Each record below should be output verbatim, without pictures.

= = = = =

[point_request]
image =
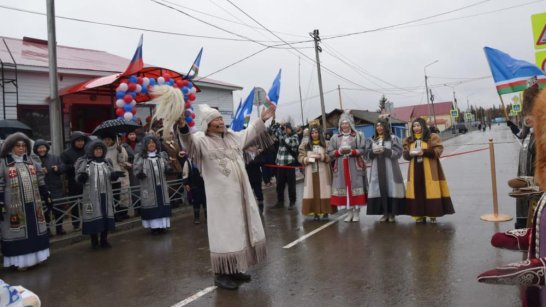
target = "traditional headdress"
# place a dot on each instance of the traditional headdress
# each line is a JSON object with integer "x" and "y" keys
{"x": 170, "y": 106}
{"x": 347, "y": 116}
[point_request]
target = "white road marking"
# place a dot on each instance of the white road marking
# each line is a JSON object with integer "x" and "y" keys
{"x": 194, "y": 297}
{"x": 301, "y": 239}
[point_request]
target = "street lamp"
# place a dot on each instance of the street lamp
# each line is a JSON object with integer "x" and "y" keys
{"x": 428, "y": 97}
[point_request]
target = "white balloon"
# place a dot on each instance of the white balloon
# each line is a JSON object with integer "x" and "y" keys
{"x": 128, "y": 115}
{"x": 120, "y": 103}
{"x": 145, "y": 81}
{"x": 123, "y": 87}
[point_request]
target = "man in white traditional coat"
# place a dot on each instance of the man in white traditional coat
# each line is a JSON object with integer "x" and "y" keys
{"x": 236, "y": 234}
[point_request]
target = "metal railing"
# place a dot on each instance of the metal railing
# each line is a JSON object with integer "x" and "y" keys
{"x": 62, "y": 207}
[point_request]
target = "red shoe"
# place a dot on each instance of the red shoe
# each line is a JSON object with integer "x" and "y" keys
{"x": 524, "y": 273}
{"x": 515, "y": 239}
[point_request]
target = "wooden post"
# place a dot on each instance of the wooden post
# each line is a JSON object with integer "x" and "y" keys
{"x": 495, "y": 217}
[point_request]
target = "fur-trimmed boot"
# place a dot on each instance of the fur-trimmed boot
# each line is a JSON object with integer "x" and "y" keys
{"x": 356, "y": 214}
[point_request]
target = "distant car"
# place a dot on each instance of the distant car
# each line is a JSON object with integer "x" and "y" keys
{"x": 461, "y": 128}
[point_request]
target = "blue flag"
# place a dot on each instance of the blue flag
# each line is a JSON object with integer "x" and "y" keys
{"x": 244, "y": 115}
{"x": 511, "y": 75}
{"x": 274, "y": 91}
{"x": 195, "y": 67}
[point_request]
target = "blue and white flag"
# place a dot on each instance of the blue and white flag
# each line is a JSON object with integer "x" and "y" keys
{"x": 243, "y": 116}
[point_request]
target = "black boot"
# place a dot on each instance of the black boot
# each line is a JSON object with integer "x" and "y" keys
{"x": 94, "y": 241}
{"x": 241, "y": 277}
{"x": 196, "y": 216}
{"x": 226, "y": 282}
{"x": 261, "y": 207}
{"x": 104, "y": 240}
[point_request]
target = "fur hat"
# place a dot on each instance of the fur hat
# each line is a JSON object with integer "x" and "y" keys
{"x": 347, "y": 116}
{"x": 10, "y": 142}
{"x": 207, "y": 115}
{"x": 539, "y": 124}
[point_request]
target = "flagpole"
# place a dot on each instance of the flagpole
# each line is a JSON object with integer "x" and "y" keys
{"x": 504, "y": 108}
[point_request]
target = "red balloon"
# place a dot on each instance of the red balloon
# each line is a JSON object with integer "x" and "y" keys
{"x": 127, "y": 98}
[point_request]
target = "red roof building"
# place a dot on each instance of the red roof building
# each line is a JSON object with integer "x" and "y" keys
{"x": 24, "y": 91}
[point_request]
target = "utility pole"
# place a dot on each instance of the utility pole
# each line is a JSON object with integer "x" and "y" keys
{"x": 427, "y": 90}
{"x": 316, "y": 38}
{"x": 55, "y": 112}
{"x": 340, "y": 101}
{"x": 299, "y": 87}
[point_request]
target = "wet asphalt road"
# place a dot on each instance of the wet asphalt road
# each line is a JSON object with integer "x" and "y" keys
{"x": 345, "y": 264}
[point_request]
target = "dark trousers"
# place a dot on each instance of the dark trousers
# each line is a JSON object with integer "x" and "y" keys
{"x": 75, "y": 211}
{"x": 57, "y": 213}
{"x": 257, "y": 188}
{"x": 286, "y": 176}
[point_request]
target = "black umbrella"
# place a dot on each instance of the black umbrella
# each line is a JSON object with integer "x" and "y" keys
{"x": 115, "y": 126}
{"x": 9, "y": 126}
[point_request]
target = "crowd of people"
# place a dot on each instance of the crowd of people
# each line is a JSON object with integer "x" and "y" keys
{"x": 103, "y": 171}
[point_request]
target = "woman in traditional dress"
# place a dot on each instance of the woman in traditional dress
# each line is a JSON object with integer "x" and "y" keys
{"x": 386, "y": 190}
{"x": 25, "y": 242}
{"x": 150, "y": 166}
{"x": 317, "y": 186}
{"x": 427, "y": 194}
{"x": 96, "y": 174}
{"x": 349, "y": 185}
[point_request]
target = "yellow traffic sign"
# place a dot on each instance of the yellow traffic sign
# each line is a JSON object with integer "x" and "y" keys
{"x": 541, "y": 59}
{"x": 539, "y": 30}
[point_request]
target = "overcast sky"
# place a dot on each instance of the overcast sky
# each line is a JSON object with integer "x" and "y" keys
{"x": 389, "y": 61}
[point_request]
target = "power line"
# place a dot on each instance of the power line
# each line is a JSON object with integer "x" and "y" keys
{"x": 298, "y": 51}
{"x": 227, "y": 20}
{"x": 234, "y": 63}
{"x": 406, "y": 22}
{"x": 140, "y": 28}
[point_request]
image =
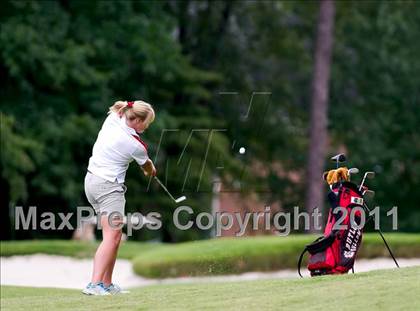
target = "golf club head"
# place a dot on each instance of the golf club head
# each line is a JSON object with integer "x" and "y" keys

= = = = =

◆ ANSWER TO THIS EXERCISE:
[point_request]
image =
target = "traditional headdress"
# place a dot on each instance of the traditional headdress
# each line is a JSON object with integer "x" and "y" keys
{"x": 170, "y": 106}
{"x": 347, "y": 116}
[point_request]
target = "white road marking"
# place a dot on each instance of the white road marking
# each line is a JSON object with integer "x" and "y" keys
{"x": 194, "y": 297}
{"x": 301, "y": 239}
[point_request]
target = "street lamp"
# place a dot on each instance of the street lamp
# each line is a JSON object with integer "x" and "y" keys
{"x": 428, "y": 97}
[point_request]
target = "white balloon"
# place a dot on each instance of the white balloon
# each line is a JSON object with integer "x" and "y" keys
{"x": 128, "y": 115}
{"x": 120, "y": 103}
{"x": 145, "y": 81}
{"x": 123, "y": 87}
[point_request]
target = "man in white traditional coat"
# place a dot on each instance of the man in white traditional coat
# each line is a JSON object with integer "x" and "y" keys
{"x": 236, "y": 234}
[point_request]
target = "metal railing"
# place a dot on each instance of the metal railing
# each line is a JSON object with integer "x" and "y" keys
{"x": 62, "y": 207}
[point_request]
target = "red shoe"
# place a dot on each instance of the red shoe
# each line is a JSON object with integer "x" and "y" keys
{"x": 524, "y": 273}
{"x": 515, "y": 239}
[point_request]
target = "wooden post"
# place a dot on each instance of the wooden post
# each line is a JSON object with integer "x" and "y" keys
{"x": 495, "y": 217}
[point_request]
target = "fur-trimmed boot"
# place a dot on each instance of the fur-trimmed boot
# each line is a JSON object with integer "x" and "y" keys
{"x": 356, "y": 214}
[point_request]
target = "distant car"
# place a dot on each instance of the distant car
# each line is a JSON object with integer "x" and "y" keys
{"x": 461, "y": 128}
[point_request]
target = "blue flag"
# place a dot on each instance of the blue flag
# each line is a JSON object with integer "x" and "y" keys
{"x": 244, "y": 115}
{"x": 511, "y": 75}
{"x": 274, "y": 91}
{"x": 195, "y": 67}
[point_request]
target = "blue and white flag"
# place a dot on each instance of the blue and white flag
# each line is a JSON object with integer "x" and "y" keys
{"x": 243, "y": 116}
[point_request]
target = "black boot"
# place a dot on each instance of the black boot
# each line is a JSON object with integer "x" and "y" keys
{"x": 94, "y": 241}
{"x": 241, "y": 277}
{"x": 196, "y": 216}
{"x": 226, "y": 282}
{"x": 261, "y": 207}
{"x": 104, "y": 240}
[point_request]
target = "fur hat"
# place a dot on each instance of the fur hat
# each line is a JSON object with integer "x" and "y" keys
{"x": 347, "y": 116}
{"x": 10, "y": 142}
{"x": 207, "y": 115}
{"x": 539, "y": 124}
[point_request]
target = "flagpole"
# place a dot on each instance of the flagpole
# each line is a JSON object with integer "x" and "y" keys
{"x": 504, "y": 108}
[point_request]
target = "red balloon"
# place a dot on each instance of the red balloon
# each line is a JSON object with integer "x" and "y" keys
{"x": 127, "y": 98}
[point_request]
target = "red roof building"
# place a dot on each instance of the red roof building
# each line is a JSON object with integer "x" and "y" keys
{"x": 24, "y": 91}
[point_request]
target = "utility pole"
# place a dot on each instance of the utility pole
# each line is a JSON object with integer "x" and "y" keys
{"x": 427, "y": 90}
{"x": 316, "y": 38}
{"x": 55, "y": 112}
{"x": 340, "y": 101}
{"x": 299, "y": 87}
[point_request]
target = "wet asphalt road"
# place a dot on each instance of the wet asphalt road
# each line is a JSON object with integer "x" and "y" keys
{"x": 345, "y": 264}
[point_request]
target = "dark trousers"
# place a dot on each instance of the dark trousers
# each line is a JSON object with integer "x" and "y" keys
{"x": 75, "y": 211}
{"x": 57, "y": 213}
{"x": 257, "y": 188}
{"x": 286, "y": 176}
[point_request]
target = "black umbrella"
# place a dot on each instance of the black umbrella
# each line is a JSON object with integer "x" and "y" keys
{"x": 115, "y": 126}
{"x": 9, "y": 126}
[point_request]
target = "crowd of people"
# place a dot on each instance of the crowd of people
# each line is a JSON object with integer "x" and "y" keys
{"x": 103, "y": 171}
[point_request]
target = "woman in traditional dress"
# place a dot on each instance of the woman in traditional dress
# each line is a JSON object with integer "x" and "y" keys
{"x": 386, "y": 190}
{"x": 25, "y": 242}
{"x": 150, "y": 166}
{"x": 317, "y": 186}
{"x": 427, "y": 194}
{"x": 96, "y": 174}
{"x": 349, "y": 185}
[point_request]
target = "yellow traffic sign"
# place a dot on each instance of the yellow traffic sign
# each line is a JSON object with integer "x" and "y" keys
{"x": 541, "y": 59}
{"x": 539, "y": 30}
[point_request]
target = "overcast sky"
# place a dot on each instance of the overcast sky
# each line is a JSON object with integer "x" and "y" keys
{"x": 389, "y": 61}
[point_request]
target = "power line"
# place a dot on each instance of the power line
# each line is a JSON object with integer "x" and "y" keys
{"x": 298, "y": 51}
{"x": 227, "y": 20}
{"x": 234, "y": 63}
{"x": 406, "y": 22}
{"x": 140, "y": 28}
[point_request]
image =
target = "golf club head"
# place a dot on each instance of the golf club head
# each line is a JSON object with integer "x" and "y" keys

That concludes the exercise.